Przedstawiając projekt budżetu na 2022 r. w czwartek w Sejmie minister finansów Tadeusz Kościński podkreślił, że "mimo stosowania proinwestycyjnej i aktywnej polityki budżetowej, pomagającej wyjść nam z kryzysu, już w roku 2022 będziemy spełniać reguły konwergencji określone przez zasady z Maastricht".
- Nasz deficyt, ten najpełniejszy, obejmujący wszystkie wydatki, stosowany przez Komisję Europejską będzie niższy niż 3 proc. To pokazuje, że rozpoczynamy konsolidację finansów publicznych bez szkody dla wydatków publicznych, społecznych i inwestycyjnych - opisywał.
Posłanka opozycji cytowała publikację Money.pl
Podczas debaty głos zabrała posłanka Koalicji Obywatelskiej Izabela Leszczyna. Po kolei wyliczała - jak mówiła - "oszustwa tego budżetu". Na jedno wskazał w dzisiejszym wywiadzie dla Money.pl dr Sławomir Dudek, wieloletni dyrektor departamentu makroekonomicznego w Ministerstwie Finansów. - Ja panu, panie ministrze, to zacytuję - zwróciła się do obecnego na sali Tadeusza Kościńskiego.
- Wyliczyłem, że w regule wydatkowej na przyszły rok w funduszu covidowym rząd zapisał równe zero. Ani jednego złotego wydatków, choć doskonale wiemy, że dług przez ten fundusz ma w najbliższym czasie zwiększyć się o dodatkowe miliardy złotych - powiedział nam Sławomir Dudek, cytowany później w Sejmie przez Izabelę Leszczynę.
- Co więcej, biorąc pod uwagę dane z innej części ustawy budżetowej, można wyliczyć, że zadłużenie poza kontrolą parlamentu - a więc głównie w funduszu covidowym - ma według Ministerstwa Finansów wzrosnąć w tym i przyszłym roku o ponad 120 mld zł. Czyli z jednej strony mówimy, że dług wzrośnie o grube miliardy, z drugiej - wpisujemy do budżetu 0 zł wydatków z głównego funduszu, z którego już teraz chcemy wydawać pieniądze m.in. dla samorządów. Dlatego mówię z pełnym przekonaniem, że jest to oszustwo budżetowe. Gdzieś rząd kłamie. Nie ma innego wyjścia - dodał ekonomista.
Izabela Leszczyna zwróciła również uwagę na kolejny fragment rozmowy. - Mamy do czynienia z oszustwem budżetowym na skalę wcześniej niewidzianą. Dlatego też uważam, że parlament traci czas, zajmując się tym dokumentem. Parlament powinien w całości odesłać budżet do szajki, która go przygotowała i zażądać prawdziwego budżetu, z pełnym rachunkiem, z ujawnionymi rajami wydatkowymi Morawieckiego - czytała posłanka.
Budżet na 2022 r. w Sejmie
Kończąc przemówienie, Leszczyna zapytała ministra finansów "jakie wydatki z funduszu covidowego założył w regule wydatkowej, jaką część długu stanowi dług w funduszach w Banku Gospodarstwa Krajowego i czy deficyt całego sektora finansów publicznych na 2022 r. zakłada zero wydatków na COVID-19".
- Jednocześnie klub KO składa wniosek o odrzucenie w pierwszym czytaniu ustawy budżetowej i apeluje do premiera i ministra finansów: igracie nie swoimi pieniędzmi, a Polska to nie jest folwark, który może być zarządzany przez tępego i pazernego ekonoma - podsumowała.

----

* ZESTAW ZADAŃ
#1 Przetłumacz na język angielski to zdanie z tekstu o debacie nad budżetem na 2022 r.: „Podczas debaty głos zabrała posłanka Koalicji Obywatelskiej Izabela Leszczyna.”
#2 Przepisz tekst o debacie nad budżetem na 2022 r., zaczynając od słów „Budżet na 2022” i kontynuując aż do słów „ekonoma - podsumowała.”, a „ministra finansów” zastąp przy tym wyrażeniem „szefa resortu finansów”.
Rekordy nie są potrzebne do wykonania żadnego zadania.

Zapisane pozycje
----

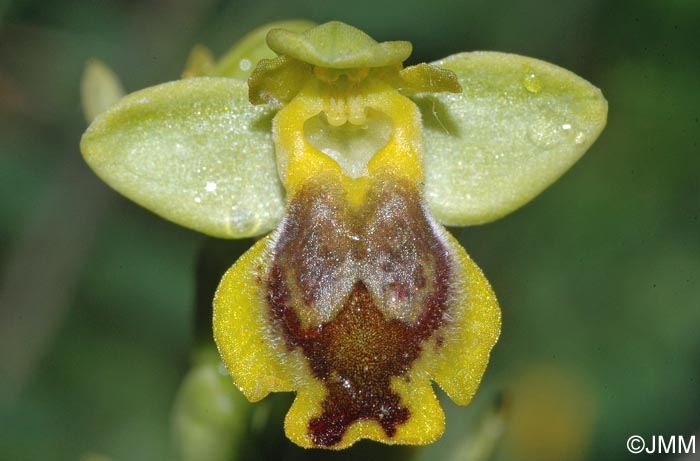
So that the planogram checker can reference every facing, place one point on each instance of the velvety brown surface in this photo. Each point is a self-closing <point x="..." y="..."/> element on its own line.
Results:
<point x="358" y="292"/>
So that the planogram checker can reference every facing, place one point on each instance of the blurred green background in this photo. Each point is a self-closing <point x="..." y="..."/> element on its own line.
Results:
<point x="598" y="278"/>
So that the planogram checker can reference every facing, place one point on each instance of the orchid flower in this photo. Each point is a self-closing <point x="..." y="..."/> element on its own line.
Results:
<point x="350" y="164"/>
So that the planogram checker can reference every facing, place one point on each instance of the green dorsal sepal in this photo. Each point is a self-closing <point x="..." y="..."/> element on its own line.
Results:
<point x="340" y="56"/>
<point x="337" y="46"/>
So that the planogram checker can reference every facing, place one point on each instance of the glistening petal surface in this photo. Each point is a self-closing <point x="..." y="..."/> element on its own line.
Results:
<point x="193" y="151"/>
<point x="517" y="126"/>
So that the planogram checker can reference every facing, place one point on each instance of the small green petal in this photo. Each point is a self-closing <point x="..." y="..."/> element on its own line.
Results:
<point x="193" y="151"/>
<point x="337" y="46"/>
<point x="241" y="59"/>
<point x="277" y="80"/>
<point x="100" y="89"/>
<point x="518" y="125"/>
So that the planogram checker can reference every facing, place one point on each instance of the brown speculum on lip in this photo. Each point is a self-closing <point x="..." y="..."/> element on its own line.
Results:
<point x="358" y="291"/>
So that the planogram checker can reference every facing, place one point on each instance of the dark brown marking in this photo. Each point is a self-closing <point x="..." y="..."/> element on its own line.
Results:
<point x="358" y="292"/>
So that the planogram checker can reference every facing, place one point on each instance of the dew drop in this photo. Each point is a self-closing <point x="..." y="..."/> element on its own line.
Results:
<point x="546" y="134"/>
<point x="532" y="83"/>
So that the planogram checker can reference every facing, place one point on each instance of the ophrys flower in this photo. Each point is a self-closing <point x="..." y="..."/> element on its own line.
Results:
<point x="359" y="297"/>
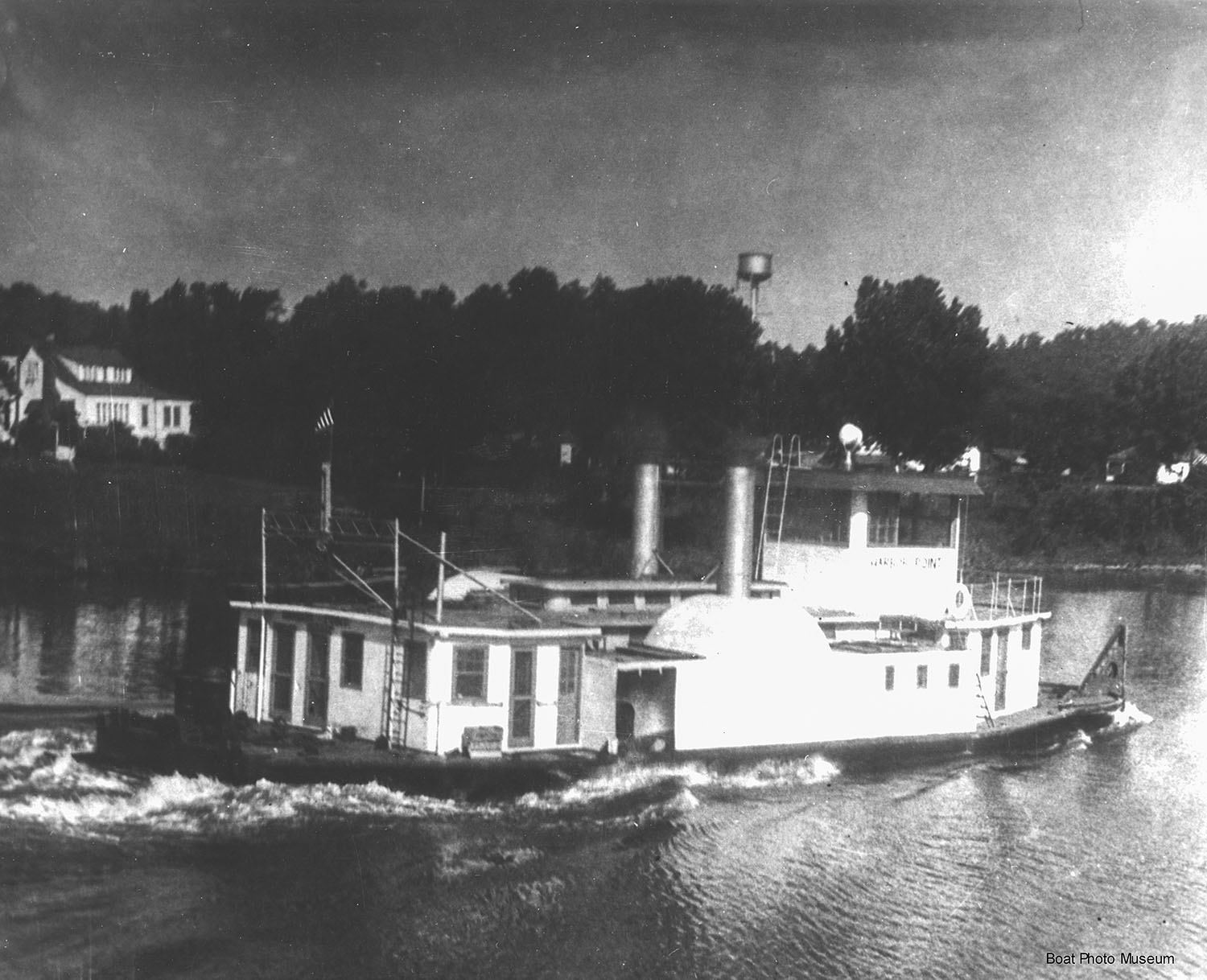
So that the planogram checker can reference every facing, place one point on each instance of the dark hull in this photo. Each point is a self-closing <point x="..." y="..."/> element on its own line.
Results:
<point x="1028" y="734"/>
<point x="137" y="743"/>
<point x="134" y="743"/>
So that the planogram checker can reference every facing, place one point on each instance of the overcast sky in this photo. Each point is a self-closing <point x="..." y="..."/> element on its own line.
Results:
<point x="1043" y="161"/>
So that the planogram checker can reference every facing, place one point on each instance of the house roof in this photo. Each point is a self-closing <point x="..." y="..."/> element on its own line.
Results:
<point x="14" y="345"/>
<point x="133" y="389"/>
<point x="94" y="356"/>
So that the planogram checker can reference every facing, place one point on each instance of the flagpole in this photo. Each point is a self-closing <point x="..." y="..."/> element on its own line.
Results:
<point x="327" y="420"/>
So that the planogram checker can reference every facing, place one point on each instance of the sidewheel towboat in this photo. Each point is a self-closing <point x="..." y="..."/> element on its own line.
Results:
<point x="839" y="625"/>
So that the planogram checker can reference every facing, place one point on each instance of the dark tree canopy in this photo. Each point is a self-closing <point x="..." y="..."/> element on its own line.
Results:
<point x="909" y="367"/>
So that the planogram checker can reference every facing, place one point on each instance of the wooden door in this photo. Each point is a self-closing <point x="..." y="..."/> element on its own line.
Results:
<point x="523" y="700"/>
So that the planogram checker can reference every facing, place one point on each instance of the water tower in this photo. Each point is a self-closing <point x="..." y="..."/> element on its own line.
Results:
<point x="756" y="270"/>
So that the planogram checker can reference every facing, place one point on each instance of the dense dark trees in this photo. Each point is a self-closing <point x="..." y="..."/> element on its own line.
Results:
<point x="422" y="379"/>
<point x="909" y="367"/>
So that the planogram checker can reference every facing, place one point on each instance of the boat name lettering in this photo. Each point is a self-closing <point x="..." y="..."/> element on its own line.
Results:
<point x="900" y="562"/>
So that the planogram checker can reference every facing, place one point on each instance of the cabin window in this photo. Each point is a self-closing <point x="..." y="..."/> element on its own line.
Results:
<point x="925" y="521"/>
<point x="415" y="669"/>
<point x="470" y="673"/>
<point x="352" y="661"/>
<point x="567" y="673"/>
<point x="282" y="668"/>
<point x="884" y="517"/>
<point x="251" y="654"/>
<point x="818" y="517"/>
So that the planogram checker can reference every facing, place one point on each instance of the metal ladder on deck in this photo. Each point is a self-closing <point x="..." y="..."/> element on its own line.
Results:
<point x="777" y="458"/>
<point x="980" y="697"/>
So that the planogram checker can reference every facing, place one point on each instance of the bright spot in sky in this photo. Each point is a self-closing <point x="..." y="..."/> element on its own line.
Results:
<point x="1166" y="261"/>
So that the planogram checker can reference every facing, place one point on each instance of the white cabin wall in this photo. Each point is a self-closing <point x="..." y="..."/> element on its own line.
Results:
<point x="866" y="581"/>
<point x="833" y="698"/>
<point x="360" y="707"/>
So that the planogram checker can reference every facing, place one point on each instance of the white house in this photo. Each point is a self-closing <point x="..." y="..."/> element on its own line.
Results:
<point x="101" y="385"/>
<point x="28" y="372"/>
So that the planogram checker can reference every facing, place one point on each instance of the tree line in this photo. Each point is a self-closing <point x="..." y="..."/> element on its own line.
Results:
<point x="417" y="379"/>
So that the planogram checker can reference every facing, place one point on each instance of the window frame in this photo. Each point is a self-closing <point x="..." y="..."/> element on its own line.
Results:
<point x="349" y="641"/>
<point x="466" y="670"/>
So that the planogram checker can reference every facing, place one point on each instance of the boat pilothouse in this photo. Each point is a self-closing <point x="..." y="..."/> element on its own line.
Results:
<point x="867" y="632"/>
<point x="874" y="552"/>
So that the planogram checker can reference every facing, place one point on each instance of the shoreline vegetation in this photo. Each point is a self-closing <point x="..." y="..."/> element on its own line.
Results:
<point x="142" y="521"/>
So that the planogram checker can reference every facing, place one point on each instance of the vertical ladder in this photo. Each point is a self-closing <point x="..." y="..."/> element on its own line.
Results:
<point x="774" y="459"/>
<point x="980" y="697"/>
<point x="777" y="517"/>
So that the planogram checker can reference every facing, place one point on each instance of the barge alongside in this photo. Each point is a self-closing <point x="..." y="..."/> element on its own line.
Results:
<point x="840" y="625"/>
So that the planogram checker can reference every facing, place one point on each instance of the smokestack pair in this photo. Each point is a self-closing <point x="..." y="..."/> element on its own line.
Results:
<point x="736" y="565"/>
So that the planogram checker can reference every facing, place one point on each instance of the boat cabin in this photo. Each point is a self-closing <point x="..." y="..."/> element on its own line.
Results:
<point x="840" y="612"/>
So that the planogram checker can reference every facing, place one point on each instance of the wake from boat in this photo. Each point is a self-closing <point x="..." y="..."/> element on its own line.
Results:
<point x="43" y="784"/>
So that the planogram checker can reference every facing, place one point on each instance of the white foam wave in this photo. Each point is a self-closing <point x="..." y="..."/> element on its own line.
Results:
<point x="1129" y="717"/>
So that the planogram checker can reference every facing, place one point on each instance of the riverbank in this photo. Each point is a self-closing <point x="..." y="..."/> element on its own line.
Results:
<point x="144" y="521"/>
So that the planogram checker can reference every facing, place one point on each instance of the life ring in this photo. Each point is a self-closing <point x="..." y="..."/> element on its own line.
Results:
<point x="961" y="603"/>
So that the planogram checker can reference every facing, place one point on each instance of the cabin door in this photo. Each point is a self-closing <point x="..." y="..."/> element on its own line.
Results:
<point x="316" y="680"/>
<point x="284" y="634"/>
<point x="523" y="700"/>
<point x="569" y="673"/>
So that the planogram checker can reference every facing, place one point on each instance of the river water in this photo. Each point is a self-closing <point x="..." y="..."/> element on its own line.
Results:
<point x="994" y="868"/>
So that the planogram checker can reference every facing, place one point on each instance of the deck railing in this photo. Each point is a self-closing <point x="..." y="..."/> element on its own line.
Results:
<point x="1006" y="595"/>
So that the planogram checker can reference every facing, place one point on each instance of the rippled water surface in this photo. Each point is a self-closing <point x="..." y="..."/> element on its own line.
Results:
<point x="977" y="869"/>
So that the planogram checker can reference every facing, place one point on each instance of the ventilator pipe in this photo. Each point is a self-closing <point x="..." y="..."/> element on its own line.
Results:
<point x="738" y="560"/>
<point x="646" y="521"/>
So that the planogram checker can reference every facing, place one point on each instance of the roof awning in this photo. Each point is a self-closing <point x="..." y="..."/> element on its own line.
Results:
<point x="885" y="482"/>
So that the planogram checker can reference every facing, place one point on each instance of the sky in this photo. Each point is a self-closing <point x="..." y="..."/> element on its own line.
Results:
<point x="1045" y="162"/>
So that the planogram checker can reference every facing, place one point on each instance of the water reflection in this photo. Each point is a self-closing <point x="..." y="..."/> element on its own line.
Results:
<point x="77" y="644"/>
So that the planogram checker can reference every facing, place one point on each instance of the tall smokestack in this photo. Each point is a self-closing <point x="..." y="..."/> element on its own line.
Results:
<point x="738" y="562"/>
<point x="646" y="521"/>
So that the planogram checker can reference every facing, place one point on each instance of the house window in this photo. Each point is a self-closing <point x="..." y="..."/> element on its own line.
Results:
<point x="251" y="656"/>
<point x="352" y="661"/>
<point x="884" y="517"/>
<point x="282" y="669"/>
<point x="415" y="669"/>
<point x="470" y="673"/>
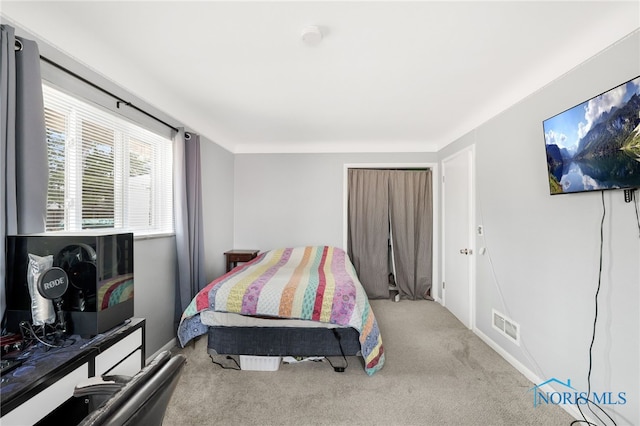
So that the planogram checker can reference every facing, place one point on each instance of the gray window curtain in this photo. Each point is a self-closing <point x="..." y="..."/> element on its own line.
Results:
<point x="23" y="142"/>
<point x="397" y="200"/>
<point x="411" y="218"/>
<point x="188" y="220"/>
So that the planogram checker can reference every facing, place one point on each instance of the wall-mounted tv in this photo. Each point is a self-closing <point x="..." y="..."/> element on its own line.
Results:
<point x="595" y="145"/>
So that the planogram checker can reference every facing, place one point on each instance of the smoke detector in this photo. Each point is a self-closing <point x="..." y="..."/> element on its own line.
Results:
<point x="312" y="35"/>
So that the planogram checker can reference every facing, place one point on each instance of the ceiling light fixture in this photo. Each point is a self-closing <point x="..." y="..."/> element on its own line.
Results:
<point x="312" y="35"/>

----

* ODPOWIEDZI DO ZADAŃ
#1 During the debate, Civic Coalition MP Izabela Leszczyna took the floor.

#2
Budżet na 2022 r. w Sejmie
Kończąc przemówienie, Leszczyna zapytała szefa resortu finansów "jakie wydatki z funduszu covidowego założył w regule wydatkowej, jaką część długu stanowi dług w funduszach w Banku Gospodarstwa Krajowego i czy deficyt całego sektora finansów publicznych na 2022 r. zakłada zero wydatków na COVID-19".
- Jednocześnie klub KO składa wniosek o odrzucenie w pierwszym czytaniu ustawy budżetowej i apeluje do premiera i szefa resortu finansów: igracie nie swoimi pieniędzmi, a Polska to nie jest folwark, który może być zarządzany przez tępego i pazernego ekonoma - podsumowała.